** begin **
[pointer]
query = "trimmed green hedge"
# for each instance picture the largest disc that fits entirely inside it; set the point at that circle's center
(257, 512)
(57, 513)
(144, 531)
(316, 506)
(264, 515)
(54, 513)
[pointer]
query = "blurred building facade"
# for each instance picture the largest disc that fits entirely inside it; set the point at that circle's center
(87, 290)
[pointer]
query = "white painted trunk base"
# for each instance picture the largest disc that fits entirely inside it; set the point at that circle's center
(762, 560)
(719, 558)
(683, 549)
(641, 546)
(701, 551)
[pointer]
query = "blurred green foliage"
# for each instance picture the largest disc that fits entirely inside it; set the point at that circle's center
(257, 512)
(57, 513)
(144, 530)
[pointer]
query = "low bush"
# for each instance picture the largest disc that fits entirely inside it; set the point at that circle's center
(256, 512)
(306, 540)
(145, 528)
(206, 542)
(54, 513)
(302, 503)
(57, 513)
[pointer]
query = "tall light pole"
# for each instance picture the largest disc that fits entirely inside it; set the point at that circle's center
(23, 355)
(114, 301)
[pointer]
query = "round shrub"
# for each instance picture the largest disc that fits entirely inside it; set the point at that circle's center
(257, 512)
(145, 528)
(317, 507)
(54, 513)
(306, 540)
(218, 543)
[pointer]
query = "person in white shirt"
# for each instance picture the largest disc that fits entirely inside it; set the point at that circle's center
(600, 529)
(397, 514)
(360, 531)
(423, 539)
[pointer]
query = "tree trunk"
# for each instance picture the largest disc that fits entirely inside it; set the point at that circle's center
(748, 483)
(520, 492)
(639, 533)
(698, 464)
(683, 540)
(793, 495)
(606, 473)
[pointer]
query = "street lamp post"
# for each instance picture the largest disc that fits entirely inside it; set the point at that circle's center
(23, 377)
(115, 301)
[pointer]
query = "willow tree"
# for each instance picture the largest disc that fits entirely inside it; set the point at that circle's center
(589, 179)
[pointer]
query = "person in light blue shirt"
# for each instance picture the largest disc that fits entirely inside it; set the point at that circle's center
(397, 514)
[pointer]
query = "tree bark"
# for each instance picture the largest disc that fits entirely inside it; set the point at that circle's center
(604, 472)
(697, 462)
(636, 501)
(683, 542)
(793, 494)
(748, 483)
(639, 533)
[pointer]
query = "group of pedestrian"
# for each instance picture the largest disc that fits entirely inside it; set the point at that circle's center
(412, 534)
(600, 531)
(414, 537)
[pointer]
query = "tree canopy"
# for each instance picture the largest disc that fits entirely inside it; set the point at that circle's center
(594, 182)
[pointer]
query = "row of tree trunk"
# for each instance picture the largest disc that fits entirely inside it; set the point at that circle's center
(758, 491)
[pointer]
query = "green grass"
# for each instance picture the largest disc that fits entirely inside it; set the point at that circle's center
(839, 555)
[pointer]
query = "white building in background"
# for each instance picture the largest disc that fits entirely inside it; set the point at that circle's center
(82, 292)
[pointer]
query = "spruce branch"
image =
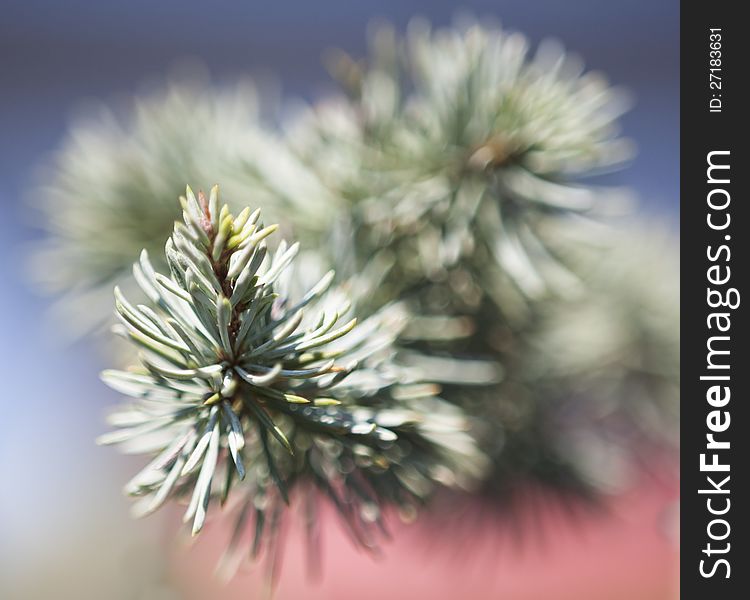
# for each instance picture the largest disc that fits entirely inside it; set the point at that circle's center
(241, 387)
(456, 149)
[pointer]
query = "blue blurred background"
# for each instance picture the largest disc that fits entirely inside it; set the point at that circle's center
(55, 55)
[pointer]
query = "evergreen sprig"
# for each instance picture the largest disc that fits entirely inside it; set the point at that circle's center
(242, 386)
(457, 151)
** end **
Report every line of the data above that contains the string "person", copying each line in full.

query = "person in white shirt"
query = "person in light blue shirt"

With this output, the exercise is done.